• QUOTED TEXT
"""

Re: Postgresql locks up server - no response at all

From: Scott Long <scottl_at_freebsd.org>
Date: Wed, 04 Aug 2004 15:27:52 -0600
Sven Willenberger wrote:

> On Wed, 2004-08-04 at 13:49 -0700, Kevin Oberman wrote:
> 
>>>Date: Wed, 4 Aug 2004 13:34:56 -0700
>>>From: Jeremy Chadwick <freebsd_at_jdc.parodius.com>
>>>Sender: owner-freebsd-current_at_freebsd.org
>>>
>>>I've seen this with our SuperMicro SuperServer 5013C-T, running mysqld.
>>>Please note that the server is "heavily loaded" (note the quotes); usually
>>>a load of around 0.50 to 1.00 at all times, with mysqld being the top
>>>process.  Server runs all latest -CURRENT builds.
>>>
>>>Many people over in freebsd-threads mentioned this problem, and recommended
>>>all sorts-of different workarounds.  I tried every one available to me,
>>>except mucking with PREEMPTION (as I did not feel comfortable tinkering
>>>with a random .h file on the box; seemed to be a kernel-related thing,
>>>so I'd rather have just an "options" line for it -- I'm conditionally
>>>lazy).
>>
>>Please note that PREEMPTION is now NOT enabled in CURRENT. scottl
>>changed that a day or two ago because of all of these lock-ups. He and
>>Julian are listed as working to isolate the problem. Scott believes it's
>>in the scheduler. It's not specific to either ULE or 4BSD.
>>
>>So cvsup, rebuild the kernel and you should be fine.At least for a while.
> 
> 
> Based on this and Jeremy C.'s response it would appear that I should
> either try to upgrade my 5.2.1-P8 system to -CURRENT (which is scary
> because of the vinum array - root is not mounted on a vinum device, but
> the data directory is - will gvinum simply read this correctly? it is a
> stripe+mirror array of 4 drives) or start from scratch and go back to
> 4.10 (STABLE) for a while. I am assuming that the lockups I am seeing
> were exacerbated by the PREEMPTION episodes of the past couple weeks? If
> I choose the upgrade to -CURRENT, are there any caveats or
> recommendations? (besides reading "/usr/src/UPDATING" which I do
> religiously anyway)

"""

• EXTRACTED DATA
"""

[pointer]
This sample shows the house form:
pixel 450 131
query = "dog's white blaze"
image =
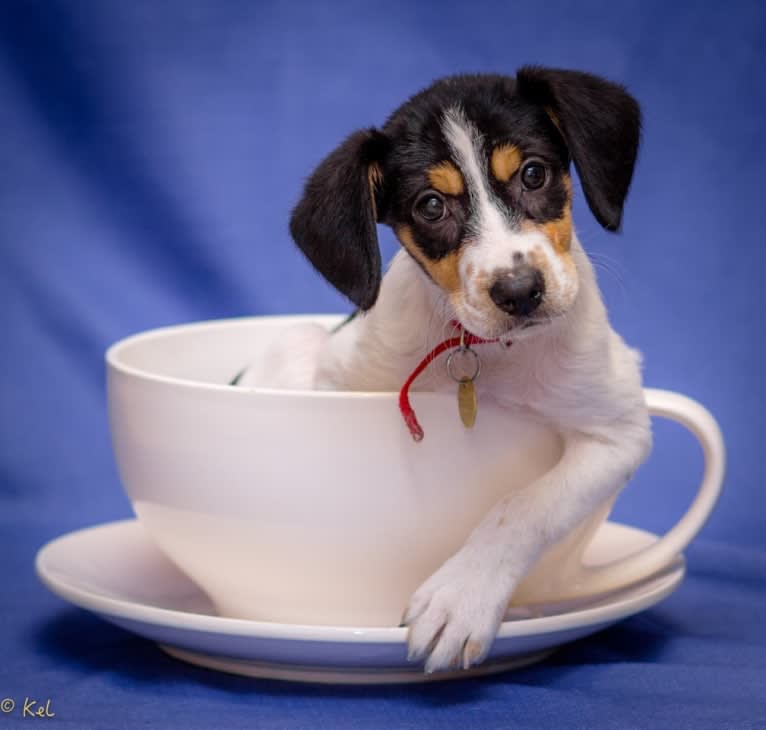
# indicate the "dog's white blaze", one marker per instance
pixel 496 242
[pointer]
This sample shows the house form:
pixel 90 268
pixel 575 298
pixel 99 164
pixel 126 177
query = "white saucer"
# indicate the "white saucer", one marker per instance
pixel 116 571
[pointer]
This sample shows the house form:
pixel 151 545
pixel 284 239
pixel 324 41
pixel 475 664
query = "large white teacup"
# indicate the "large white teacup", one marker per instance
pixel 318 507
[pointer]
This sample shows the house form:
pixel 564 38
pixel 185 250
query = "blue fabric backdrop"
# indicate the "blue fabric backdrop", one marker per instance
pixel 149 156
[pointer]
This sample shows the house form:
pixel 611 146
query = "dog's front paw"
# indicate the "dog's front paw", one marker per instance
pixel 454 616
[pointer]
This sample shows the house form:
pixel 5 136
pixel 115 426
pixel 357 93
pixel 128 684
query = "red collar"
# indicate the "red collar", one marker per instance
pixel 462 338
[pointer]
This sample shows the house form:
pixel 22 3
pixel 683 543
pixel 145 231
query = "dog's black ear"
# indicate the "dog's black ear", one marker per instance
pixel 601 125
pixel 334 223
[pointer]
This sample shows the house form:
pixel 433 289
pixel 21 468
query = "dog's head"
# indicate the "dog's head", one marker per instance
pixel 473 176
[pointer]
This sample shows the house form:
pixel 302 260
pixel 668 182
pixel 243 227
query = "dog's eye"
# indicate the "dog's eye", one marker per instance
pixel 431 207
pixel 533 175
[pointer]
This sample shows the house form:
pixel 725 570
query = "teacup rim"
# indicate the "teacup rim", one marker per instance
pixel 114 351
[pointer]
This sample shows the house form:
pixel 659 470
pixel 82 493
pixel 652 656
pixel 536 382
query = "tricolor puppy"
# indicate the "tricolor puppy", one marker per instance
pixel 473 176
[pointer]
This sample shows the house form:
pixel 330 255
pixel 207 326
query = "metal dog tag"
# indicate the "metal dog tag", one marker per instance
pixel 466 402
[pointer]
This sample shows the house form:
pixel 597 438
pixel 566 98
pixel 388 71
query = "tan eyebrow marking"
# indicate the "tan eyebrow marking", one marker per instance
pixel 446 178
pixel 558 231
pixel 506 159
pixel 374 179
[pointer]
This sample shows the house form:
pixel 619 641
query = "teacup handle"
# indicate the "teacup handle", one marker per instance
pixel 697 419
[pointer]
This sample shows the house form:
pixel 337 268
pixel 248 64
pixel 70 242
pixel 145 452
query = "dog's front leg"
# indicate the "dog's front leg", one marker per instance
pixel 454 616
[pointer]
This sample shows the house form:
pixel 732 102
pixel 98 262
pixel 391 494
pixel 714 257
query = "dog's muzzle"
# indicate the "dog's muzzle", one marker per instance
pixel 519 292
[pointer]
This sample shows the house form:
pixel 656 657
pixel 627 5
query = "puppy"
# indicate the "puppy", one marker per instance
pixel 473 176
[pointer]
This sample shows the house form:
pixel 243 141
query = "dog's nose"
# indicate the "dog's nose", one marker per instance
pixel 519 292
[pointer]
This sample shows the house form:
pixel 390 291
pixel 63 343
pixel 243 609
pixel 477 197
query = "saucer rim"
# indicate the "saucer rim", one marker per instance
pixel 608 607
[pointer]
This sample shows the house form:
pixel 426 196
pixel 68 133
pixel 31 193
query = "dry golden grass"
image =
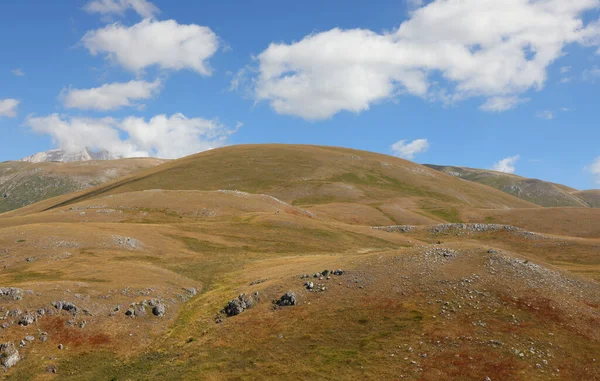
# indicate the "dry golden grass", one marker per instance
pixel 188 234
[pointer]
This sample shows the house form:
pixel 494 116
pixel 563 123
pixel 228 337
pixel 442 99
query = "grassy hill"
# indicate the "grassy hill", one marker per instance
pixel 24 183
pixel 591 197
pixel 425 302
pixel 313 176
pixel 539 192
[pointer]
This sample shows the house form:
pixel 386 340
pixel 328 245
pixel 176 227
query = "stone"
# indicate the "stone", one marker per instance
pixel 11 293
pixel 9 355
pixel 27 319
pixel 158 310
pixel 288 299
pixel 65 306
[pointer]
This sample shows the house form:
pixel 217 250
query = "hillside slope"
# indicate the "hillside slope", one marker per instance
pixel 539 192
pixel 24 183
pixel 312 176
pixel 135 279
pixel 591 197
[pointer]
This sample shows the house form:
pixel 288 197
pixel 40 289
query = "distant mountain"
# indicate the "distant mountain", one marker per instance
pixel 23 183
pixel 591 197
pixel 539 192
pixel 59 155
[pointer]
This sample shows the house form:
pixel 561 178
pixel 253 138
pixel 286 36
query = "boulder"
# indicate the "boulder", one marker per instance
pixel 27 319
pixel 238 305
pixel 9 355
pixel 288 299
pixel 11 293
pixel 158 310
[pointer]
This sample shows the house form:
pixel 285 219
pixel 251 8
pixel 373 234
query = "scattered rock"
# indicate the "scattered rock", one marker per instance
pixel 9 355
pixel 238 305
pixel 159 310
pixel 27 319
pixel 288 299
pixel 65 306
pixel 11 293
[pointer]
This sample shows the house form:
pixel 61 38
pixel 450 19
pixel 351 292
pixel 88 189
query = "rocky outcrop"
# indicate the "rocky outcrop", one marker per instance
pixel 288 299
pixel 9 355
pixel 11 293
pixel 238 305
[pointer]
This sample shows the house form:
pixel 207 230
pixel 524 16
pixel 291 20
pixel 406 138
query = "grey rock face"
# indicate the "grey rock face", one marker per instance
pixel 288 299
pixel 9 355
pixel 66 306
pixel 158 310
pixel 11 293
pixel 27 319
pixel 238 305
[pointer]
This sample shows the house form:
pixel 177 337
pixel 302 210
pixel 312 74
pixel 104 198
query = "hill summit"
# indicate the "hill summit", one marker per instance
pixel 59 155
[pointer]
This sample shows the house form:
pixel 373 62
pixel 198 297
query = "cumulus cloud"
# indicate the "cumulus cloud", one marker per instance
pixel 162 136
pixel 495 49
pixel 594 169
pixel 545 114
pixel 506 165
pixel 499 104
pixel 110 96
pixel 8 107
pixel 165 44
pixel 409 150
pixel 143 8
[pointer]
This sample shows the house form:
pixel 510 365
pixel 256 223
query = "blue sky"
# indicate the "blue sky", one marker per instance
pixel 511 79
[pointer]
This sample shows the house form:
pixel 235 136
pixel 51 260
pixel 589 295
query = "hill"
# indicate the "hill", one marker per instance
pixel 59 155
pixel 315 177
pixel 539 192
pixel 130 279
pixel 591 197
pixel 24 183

"""
"""

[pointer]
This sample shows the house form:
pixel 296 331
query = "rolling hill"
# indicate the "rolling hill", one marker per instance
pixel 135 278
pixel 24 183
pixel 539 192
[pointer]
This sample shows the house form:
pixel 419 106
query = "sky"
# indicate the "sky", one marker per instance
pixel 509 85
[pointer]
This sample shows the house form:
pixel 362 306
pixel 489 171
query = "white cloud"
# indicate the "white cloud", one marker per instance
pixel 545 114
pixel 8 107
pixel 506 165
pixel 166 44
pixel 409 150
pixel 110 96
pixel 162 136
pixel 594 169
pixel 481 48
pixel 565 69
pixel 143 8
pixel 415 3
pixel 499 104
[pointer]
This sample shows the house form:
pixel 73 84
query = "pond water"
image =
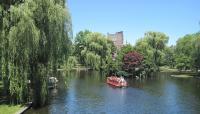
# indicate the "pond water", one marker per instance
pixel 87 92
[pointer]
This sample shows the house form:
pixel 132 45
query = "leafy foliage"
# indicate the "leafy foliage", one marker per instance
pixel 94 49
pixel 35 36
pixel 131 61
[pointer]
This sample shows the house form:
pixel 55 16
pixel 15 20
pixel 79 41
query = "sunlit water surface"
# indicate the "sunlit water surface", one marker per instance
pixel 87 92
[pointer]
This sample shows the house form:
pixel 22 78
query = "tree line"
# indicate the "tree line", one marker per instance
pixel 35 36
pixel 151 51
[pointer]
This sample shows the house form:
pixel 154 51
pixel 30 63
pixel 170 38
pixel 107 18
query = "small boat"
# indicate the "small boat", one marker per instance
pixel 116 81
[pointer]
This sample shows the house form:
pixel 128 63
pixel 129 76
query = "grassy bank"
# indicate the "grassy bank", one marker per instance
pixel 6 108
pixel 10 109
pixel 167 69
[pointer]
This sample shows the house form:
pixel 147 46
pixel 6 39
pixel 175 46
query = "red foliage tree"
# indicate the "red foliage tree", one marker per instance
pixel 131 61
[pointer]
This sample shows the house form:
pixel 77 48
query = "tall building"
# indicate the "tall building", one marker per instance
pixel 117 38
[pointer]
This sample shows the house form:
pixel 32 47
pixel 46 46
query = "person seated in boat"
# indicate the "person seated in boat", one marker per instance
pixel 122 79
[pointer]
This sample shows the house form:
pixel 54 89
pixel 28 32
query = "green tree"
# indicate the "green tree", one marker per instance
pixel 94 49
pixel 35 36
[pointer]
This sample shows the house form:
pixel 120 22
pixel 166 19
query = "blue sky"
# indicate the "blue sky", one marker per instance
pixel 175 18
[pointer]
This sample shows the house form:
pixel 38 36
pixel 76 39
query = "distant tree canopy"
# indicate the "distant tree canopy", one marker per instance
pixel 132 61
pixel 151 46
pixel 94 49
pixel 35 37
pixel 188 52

"""
"""

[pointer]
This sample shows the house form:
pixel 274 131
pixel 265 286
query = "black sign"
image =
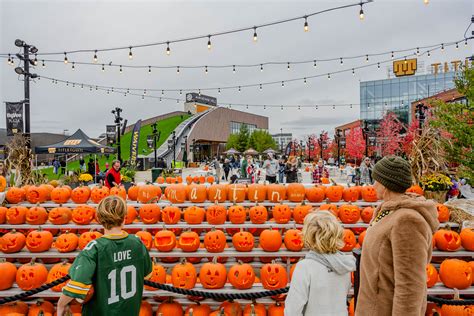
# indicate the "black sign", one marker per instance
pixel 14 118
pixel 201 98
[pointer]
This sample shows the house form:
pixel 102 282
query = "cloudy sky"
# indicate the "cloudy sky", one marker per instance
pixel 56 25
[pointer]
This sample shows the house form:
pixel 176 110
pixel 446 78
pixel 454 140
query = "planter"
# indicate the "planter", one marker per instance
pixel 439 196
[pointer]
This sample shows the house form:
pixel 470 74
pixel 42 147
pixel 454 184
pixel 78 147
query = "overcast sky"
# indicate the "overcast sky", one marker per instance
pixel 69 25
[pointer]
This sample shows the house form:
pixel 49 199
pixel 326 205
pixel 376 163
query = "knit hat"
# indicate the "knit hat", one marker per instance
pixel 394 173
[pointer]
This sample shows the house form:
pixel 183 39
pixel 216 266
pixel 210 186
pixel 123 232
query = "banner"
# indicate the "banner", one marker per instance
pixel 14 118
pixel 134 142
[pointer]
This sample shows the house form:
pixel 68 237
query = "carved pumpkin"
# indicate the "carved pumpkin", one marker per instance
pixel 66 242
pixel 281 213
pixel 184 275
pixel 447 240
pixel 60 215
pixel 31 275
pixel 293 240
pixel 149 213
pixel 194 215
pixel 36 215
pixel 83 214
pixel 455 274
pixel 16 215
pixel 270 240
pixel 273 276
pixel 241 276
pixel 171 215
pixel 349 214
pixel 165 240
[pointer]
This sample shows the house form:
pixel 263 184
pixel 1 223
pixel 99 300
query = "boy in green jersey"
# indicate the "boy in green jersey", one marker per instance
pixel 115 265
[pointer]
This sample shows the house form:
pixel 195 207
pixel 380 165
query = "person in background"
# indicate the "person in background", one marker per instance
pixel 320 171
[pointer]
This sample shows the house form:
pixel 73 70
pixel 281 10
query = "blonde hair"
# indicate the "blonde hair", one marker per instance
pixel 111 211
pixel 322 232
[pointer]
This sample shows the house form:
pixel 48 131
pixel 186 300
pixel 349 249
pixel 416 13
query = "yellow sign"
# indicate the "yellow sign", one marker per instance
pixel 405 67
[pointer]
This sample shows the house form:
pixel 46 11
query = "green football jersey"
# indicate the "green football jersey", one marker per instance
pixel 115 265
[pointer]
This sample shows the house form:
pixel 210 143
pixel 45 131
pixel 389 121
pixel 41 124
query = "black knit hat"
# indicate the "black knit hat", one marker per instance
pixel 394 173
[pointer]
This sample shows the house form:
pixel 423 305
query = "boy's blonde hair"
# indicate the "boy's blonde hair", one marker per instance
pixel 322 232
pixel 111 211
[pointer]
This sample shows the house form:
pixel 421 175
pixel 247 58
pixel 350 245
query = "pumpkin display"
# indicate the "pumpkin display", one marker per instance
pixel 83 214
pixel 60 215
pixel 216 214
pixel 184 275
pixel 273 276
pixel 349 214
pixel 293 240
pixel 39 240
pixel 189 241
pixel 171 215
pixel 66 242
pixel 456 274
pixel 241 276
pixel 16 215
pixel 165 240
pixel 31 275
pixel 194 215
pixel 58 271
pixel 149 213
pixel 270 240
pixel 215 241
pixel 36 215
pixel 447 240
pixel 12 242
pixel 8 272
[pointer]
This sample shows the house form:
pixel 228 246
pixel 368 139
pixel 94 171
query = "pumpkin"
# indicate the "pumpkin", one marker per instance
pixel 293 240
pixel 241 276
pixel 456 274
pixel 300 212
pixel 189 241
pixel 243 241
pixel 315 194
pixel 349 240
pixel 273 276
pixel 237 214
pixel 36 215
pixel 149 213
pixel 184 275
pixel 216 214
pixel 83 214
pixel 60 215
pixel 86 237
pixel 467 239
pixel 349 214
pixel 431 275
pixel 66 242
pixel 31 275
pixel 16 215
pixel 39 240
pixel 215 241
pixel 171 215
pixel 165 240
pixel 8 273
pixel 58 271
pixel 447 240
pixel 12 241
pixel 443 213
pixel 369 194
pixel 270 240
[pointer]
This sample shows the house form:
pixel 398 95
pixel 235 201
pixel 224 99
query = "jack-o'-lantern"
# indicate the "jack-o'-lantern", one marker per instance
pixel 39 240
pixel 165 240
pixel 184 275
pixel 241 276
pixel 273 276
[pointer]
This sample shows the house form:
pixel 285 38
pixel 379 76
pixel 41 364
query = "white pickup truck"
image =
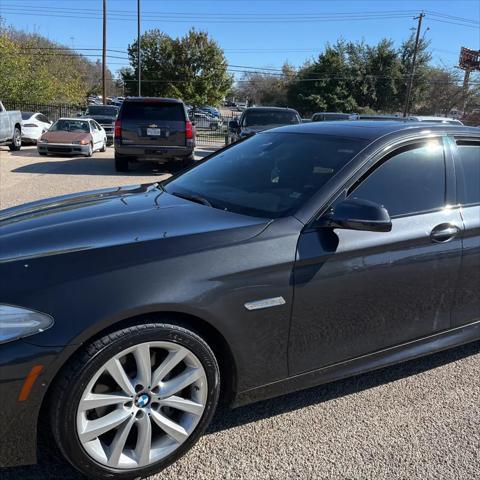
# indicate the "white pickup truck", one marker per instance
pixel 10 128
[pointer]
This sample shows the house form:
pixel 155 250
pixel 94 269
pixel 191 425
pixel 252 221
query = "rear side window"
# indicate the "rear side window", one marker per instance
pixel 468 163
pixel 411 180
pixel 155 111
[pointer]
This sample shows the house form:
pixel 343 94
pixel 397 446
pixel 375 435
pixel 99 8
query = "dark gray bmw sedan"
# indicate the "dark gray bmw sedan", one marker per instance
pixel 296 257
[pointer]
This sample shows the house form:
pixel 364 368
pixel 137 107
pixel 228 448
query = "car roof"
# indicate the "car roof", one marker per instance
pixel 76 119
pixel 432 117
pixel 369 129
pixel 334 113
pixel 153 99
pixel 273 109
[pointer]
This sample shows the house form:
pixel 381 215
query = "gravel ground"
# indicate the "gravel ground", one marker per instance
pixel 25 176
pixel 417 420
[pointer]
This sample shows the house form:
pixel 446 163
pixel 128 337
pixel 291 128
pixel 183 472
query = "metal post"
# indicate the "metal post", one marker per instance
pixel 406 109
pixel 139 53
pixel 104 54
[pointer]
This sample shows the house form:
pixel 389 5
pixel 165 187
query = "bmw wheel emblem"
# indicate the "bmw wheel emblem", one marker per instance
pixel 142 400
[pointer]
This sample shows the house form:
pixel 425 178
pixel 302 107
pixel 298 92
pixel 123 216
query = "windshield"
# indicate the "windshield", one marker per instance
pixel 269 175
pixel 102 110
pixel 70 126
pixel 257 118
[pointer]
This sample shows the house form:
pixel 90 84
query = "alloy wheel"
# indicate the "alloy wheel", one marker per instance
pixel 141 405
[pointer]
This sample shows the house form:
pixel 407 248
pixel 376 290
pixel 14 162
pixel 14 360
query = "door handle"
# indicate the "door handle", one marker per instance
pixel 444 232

"""

• AIM
Summarize the mailing-list thread on server lockups above in three sentences.

• RESPONSE FOR THIS EXERCISE
Jeremy Chadwick reports seeing lockups on a SuperMicro SuperServer 5013C-T running mysqld and says he tried every suggested workaround except changing PREEMPTION. Kevin Oberman replies that PREEMPTION is no longer enabled in CURRENT because scottl turned it off over these lockups, and he advises cvsup and a kernel rebuild. Sven Willenberger then considers either upgrading his 5.2.1-P8 system to -CURRENT, which worries him because of his vinum array, or going back to 4.10, and he asks for any caveats about the upgrade.